— Data for the task —
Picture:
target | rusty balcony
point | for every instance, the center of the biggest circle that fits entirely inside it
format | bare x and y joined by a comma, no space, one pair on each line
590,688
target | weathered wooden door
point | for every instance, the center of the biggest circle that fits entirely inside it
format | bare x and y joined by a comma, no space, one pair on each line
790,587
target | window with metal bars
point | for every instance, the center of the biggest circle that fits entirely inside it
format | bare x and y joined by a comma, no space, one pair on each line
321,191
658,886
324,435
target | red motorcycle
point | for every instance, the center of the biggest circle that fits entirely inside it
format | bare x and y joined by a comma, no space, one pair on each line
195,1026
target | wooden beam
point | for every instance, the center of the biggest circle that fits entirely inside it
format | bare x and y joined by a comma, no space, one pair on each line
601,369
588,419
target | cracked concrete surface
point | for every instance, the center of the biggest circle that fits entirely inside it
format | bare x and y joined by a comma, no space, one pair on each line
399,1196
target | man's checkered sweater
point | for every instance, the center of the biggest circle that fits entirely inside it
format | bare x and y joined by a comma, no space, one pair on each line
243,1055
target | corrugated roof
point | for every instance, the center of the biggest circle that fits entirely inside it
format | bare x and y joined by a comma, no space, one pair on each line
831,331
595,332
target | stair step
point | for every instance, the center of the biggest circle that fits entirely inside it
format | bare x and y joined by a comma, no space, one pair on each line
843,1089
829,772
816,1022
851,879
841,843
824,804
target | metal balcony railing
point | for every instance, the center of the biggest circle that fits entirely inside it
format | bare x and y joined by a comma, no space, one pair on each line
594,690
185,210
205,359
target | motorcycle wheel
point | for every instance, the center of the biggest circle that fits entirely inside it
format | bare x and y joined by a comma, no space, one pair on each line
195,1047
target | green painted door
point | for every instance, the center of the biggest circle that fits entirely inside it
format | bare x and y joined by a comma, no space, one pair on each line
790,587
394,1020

— What the task asks —
Reproduce the material above verbatim, line by line and in its original order.

— Solution to the exercise —
Picture:
target | rusty balcony
point | for every instance, the center of the biggest circle that fits entirely inside it
format | bare x and y joined by a comma, no space, one pair on each line
590,688
target | weathered wooden door
point | for every instance, the center of the biggest circle that fits entirely inside it
format | bare x and y joined by a comma, no space, one pair on each line
790,587
target | window with metal bars
point | for every instance, the center of the biggest circle that fits entirely inside it
format | bare x and y joined by a comma, no space, one pair on each line
321,191
658,886
324,435
target | red motorcycle
point | for every instance, the center of the biggest circle that fits entirely inside it
format | bare x and y joined by a comma, no space, one pair on each line
195,1026
target | wooden beam
point | for every instance, the center of the biggest circle that fits entirely inside it
format | bare x and y joined by a comma, no space, one pair on each line
601,369
588,419
target | cracked concrete surface
point | for every instance, the center of the biggest circle that fits entirely inside it
format | bare x and y joined by a comma, no space, one pair on each line
399,1196
target | man's checkered sweater
point | for every instance, the center of the biggest circle that fits entirely inside it
format | bare x and y joined by a comma, no space, one pair on each line
243,1055
target | corrugated roof
point | for every instance, the center of the biggest circle that fits entirely inside it
format | bare x and y joined by a comma, no space, one pair on each line
831,331
595,332
target | stair step
point | for every instance, the center of the biggest circle that fits entirely inside it
format | bare x and y joined by a comma, no space, one pair on each line
843,1089
829,772
816,1022
851,879
841,843
824,804
target | metal balcony railing
point | for every instance, the center of the biggest circle that fits entirely inside it
format | bare x and y joined by a comma, no space, one pair on each line
594,690
185,210
205,359
target | motorcycle wheel
point | for every instance, the center of the biggest circle that fits entirely inside it
format | bare x and y joined by a comma, no space, one pair on each line
195,1047
target | green painted door
point | for every instance, the center of the biggest circle that fits entirely inside it
format | bare x and y joined by a comma, no space, one pair on each line
790,587
394,1020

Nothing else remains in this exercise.